TO DO - Update all of the entries below by replacing "keypoint" with "marker" wherever it appears, leaving everything else unchanged. Leave the pictures out of your answer.

EXERCISE INPUT -

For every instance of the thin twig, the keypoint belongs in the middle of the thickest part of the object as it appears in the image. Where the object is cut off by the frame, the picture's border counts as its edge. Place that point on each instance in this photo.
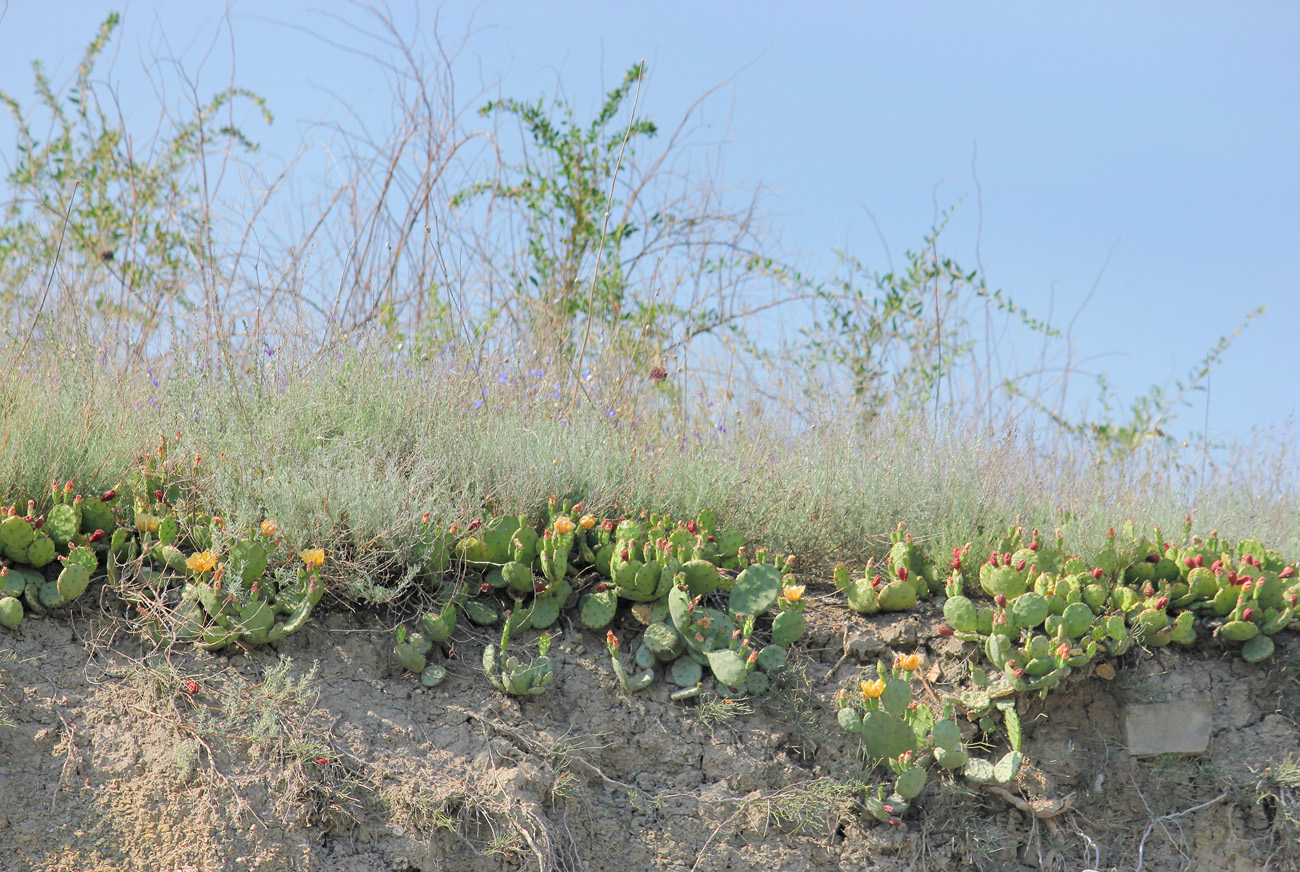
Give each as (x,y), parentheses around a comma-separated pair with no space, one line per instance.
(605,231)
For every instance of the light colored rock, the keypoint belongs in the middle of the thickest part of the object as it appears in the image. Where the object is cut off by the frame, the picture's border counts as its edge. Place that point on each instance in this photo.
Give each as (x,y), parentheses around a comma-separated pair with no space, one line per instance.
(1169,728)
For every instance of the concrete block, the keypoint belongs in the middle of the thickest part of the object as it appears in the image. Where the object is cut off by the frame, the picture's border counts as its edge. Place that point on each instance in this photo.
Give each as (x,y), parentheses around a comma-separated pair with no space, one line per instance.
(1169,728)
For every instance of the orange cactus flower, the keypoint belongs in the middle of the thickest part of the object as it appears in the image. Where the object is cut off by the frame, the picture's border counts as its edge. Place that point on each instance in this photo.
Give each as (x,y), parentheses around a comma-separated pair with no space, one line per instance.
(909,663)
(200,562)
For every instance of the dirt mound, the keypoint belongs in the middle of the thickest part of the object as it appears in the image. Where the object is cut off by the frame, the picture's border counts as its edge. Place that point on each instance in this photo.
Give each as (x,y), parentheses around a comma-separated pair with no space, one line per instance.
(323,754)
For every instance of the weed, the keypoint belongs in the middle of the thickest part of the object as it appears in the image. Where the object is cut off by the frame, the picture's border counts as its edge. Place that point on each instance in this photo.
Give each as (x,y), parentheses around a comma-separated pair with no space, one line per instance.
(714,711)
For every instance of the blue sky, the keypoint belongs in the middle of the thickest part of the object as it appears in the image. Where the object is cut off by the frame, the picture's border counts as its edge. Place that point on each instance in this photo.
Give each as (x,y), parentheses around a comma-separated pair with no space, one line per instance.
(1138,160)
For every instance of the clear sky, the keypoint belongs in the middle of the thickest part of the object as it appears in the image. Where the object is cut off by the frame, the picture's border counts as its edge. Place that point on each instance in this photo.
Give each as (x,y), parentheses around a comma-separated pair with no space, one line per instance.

WRITTEN SOLUTION -
For every instance of the thin twig, the marker belongs in the middle of the thickest part of the object as it appears in the image. Where the object is cut off by the frame, the picture's border counts as its edge. Place that point on each instance in this photo.
Give each as (x,y), parentheses around a comma-separated pair with no space, one line per instance.
(605,231)
For every instance of the light colored rock, the marker belongs in the middle of the thickest part of the object as it appears in the image. Where the object is cut off by the frame, the picture's border counts as its edge. Place that point on each instance in this photo.
Give each as (x,y), parentheses around a comma-separated pair with no space, one line per instance.
(1169,728)
For every instance of the concrete block, the marker belongs in the middle of the thickest part of the object as it appears in the image. Where the object is cut off by the frame, the picture's border counts as its edge. Place that point on each instance in this photo.
Give each as (x,y), parentheses around a comma-separated pair with no space, one line per instance.
(1169,728)
For every instance of the orange cactus flower, the marker belongs in the middle of the thickest part of the object as it appears in the image. Where the object is cut off by the frame, the picture's border counts as its edge. Place that point on each instance in this photo.
Give each as (x,y), parentheses around a comma-separated pair with no space, one line per instance.
(909,663)
(200,562)
For every instance of the dirt mound, the marker belongs in the middle of the thickest part of the object as it appears in the image. Where the object is cut off by the frame, the picture's border counts as its edge. Place that point on each instance in this photo.
Give each as (x,y), parentheses around a comma-separated pair with no space, one line per instance.
(323,754)
For every instance of the weed, the marker belongs in the middle of the thickest part of the object as it appears in the image. Where the object is cut off by the frame, the picture's border counts as its edge. Place that point on each instance in this photo.
Give each as (x,y), parentheses around a comma-separated pair with no space, one line per instance.
(714,711)
For every instance of the blue sky, the marker belongs in the middle of the thickest part of the object as it appears in the image. Where the object is cut off by the frame, the picture's border counts as its edge. Place that point on each instance in this photo.
Give each as (x,y), parentheses around a comma-separated pair with no space, one line per instance.
(1138,160)
For every instance of the clear sky, the marker belongs in the middle of the thickest part of the object as it appears in the image. Where the object is cut off by the frame, the picture's border counts as its edge. Place that point on each instance in this photo.
Give each as (x,y), parentheses around a comma-separated pair with no space, one line per instance.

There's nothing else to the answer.